» Page extract:
------------------------------------------------------------------------
Today we’d like to introduce you to Allegra Bick-Maurischat.
Alright, so thank you so much for sharing your story and insight with our readers. To kick things off, can you tell us a bit about how you got started?
Well, I like to call myself a “multi-talented changemaker” because I am very much a Jack-of-all-trades doing everything from freelance copywriting to teaching art across L.A, dabbling in creative consulting and illustration… you get the gyst… but at the end of the day, whatever I do creatively needs to make a positive difference in the world. It sounds silly, but if my creative labor is doing anything in this big ol’ world, it damn well better be contributing to the greater good. So I’m really picky about the organizations and clients I chose to work with – they need to be aligned with my values as a human first and then a creator.
As far as my background, I’ve been making things for as long as I can remember. I am the happiest, calmest and most at home with myself when I am creating. I definitely credit my parents for supporting my pursuit of the arts and never questioning my desire to make a living from my creative work; it was never even a question of like, “hm, maybe you should think about a backup, or not go to art school or whatever…” I’ve had the unequivocal support of my family every single day of my life and they have always believed in me and trusted me to find my way. I also have the love and support of an incredibly giving and understanding partner who thinks I’m brilliant and would move heaven and earth to help make my dreams a reality. (Laughs) We all need someone in our life like that, no? Really, though, it makes what I do so much easier to have a system of support like that. Being an artist is hard enough without having to feel like you’re muddling through and alone in that creative wilderness, you know?
Can you talk to us a bit about the challenges and lessons you’ve learned along the way. Looking back would you say it’s been easy or smooth in retrospect?
------------------------------------------------------------------------
» Work instructions: Please rewrite the interview between "Can you talk" and "smooth in retrospect?", inclusive, swapping "challenges" for "obstacles".

» Data provided:
------------------------------------------------------------------------
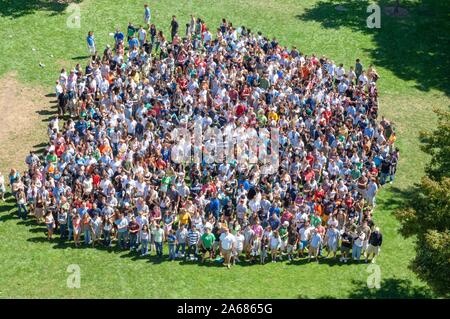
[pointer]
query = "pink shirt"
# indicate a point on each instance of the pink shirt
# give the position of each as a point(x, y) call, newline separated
point(258, 230)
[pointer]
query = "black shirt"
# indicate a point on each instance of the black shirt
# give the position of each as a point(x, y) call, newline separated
point(174, 26)
point(376, 239)
point(346, 237)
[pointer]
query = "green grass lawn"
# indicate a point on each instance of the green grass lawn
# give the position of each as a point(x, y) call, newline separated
point(409, 54)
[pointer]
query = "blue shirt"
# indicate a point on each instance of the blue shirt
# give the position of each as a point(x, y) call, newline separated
point(147, 12)
point(119, 36)
point(90, 40)
point(133, 43)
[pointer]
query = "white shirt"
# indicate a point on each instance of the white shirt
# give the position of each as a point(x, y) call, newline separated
point(227, 240)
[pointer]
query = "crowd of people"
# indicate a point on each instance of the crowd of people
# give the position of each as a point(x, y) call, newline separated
point(107, 176)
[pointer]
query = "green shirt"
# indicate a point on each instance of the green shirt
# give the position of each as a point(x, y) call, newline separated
point(208, 240)
point(355, 174)
point(315, 220)
point(158, 235)
point(264, 84)
point(283, 232)
point(52, 158)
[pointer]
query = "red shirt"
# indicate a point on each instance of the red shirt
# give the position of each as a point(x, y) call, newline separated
point(240, 110)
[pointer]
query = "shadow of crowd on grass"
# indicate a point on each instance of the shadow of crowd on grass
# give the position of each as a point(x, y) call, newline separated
point(392, 288)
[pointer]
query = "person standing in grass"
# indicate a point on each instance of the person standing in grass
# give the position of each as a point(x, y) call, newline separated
point(50, 223)
point(172, 242)
point(91, 43)
point(86, 223)
point(173, 27)
point(2, 186)
point(107, 229)
point(62, 221)
point(76, 221)
point(96, 227)
point(293, 240)
point(358, 69)
point(346, 244)
point(358, 242)
point(22, 204)
point(206, 243)
point(181, 234)
point(332, 240)
point(274, 245)
point(144, 240)
point(375, 241)
point(192, 239)
point(133, 229)
point(131, 30)
point(158, 235)
point(239, 247)
point(147, 14)
point(122, 230)
point(314, 245)
point(227, 244)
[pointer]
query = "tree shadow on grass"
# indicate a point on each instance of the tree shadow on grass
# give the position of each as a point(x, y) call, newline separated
point(390, 288)
point(18, 8)
point(81, 57)
point(414, 47)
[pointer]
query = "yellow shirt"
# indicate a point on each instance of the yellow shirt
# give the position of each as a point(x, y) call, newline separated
point(184, 218)
point(273, 116)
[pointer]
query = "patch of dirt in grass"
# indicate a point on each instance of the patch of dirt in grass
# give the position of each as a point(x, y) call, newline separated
point(23, 110)
point(400, 12)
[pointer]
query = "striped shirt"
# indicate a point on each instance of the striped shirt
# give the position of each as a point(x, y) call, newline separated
point(193, 237)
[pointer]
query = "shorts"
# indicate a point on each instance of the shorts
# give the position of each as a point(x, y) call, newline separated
point(204, 250)
point(332, 247)
point(303, 244)
point(373, 250)
point(345, 249)
point(365, 245)
point(290, 248)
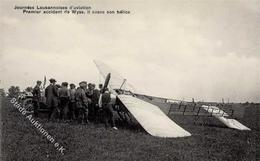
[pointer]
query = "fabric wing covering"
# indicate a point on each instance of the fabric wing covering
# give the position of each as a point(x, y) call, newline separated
point(116, 79)
point(152, 119)
point(221, 116)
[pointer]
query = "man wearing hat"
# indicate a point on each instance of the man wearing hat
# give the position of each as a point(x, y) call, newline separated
point(64, 95)
point(36, 97)
point(51, 94)
point(72, 102)
point(82, 102)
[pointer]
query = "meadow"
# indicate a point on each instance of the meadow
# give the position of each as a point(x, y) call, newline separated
point(20, 140)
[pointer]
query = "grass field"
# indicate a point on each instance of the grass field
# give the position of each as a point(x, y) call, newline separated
point(21, 141)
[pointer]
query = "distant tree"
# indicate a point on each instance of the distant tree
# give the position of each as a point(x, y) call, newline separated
point(13, 91)
point(29, 89)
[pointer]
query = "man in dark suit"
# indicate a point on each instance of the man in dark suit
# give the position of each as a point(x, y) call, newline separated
point(51, 94)
point(36, 98)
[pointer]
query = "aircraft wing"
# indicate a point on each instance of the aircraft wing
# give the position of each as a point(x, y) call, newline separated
point(151, 118)
point(116, 80)
point(221, 116)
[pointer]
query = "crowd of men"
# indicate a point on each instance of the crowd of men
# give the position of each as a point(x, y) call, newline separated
point(83, 103)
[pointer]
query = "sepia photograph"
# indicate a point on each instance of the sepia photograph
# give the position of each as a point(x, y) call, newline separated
point(168, 80)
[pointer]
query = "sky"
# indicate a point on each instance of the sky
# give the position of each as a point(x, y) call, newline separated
point(206, 50)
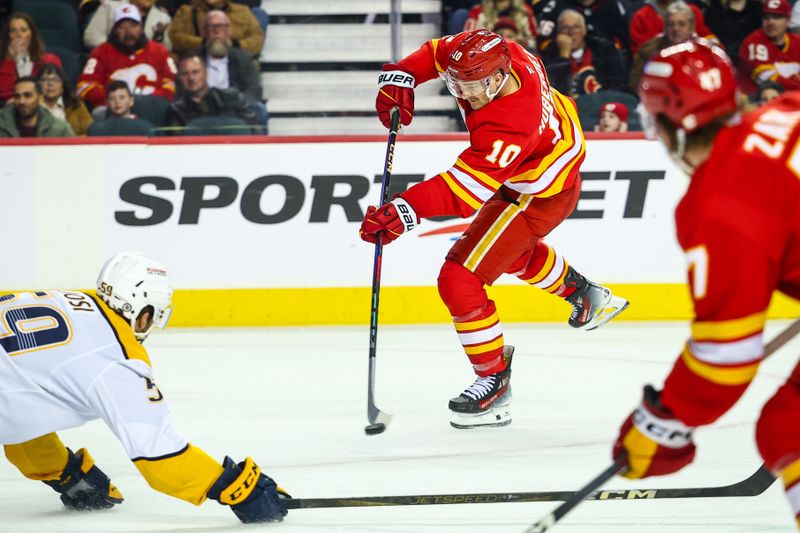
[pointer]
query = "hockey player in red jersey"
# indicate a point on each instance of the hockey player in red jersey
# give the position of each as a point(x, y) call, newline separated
point(739, 227)
point(67, 357)
point(521, 171)
point(144, 65)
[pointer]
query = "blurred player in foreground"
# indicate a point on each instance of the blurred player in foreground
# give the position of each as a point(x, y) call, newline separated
point(70, 357)
point(521, 171)
point(739, 225)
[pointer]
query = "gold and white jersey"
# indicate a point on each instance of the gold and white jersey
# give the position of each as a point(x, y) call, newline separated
point(66, 358)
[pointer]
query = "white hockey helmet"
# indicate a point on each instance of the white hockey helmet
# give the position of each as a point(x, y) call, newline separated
point(129, 283)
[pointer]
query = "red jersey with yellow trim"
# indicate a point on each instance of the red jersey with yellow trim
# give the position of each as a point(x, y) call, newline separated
point(761, 59)
point(739, 225)
point(149, 70)
point(530, 140)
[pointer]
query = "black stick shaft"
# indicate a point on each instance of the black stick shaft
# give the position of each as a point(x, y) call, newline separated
point(373, 412)
point(573, 501)
point(618, 466)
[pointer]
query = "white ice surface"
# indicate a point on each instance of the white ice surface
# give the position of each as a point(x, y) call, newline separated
point(294, 399)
------------------------------------------------------------------------
» Answer in full:
Can you talk to us a bit about the obstacles and lessons you’ve learned along the way. Looking back would you say it’s been easy or smooth in retrospect?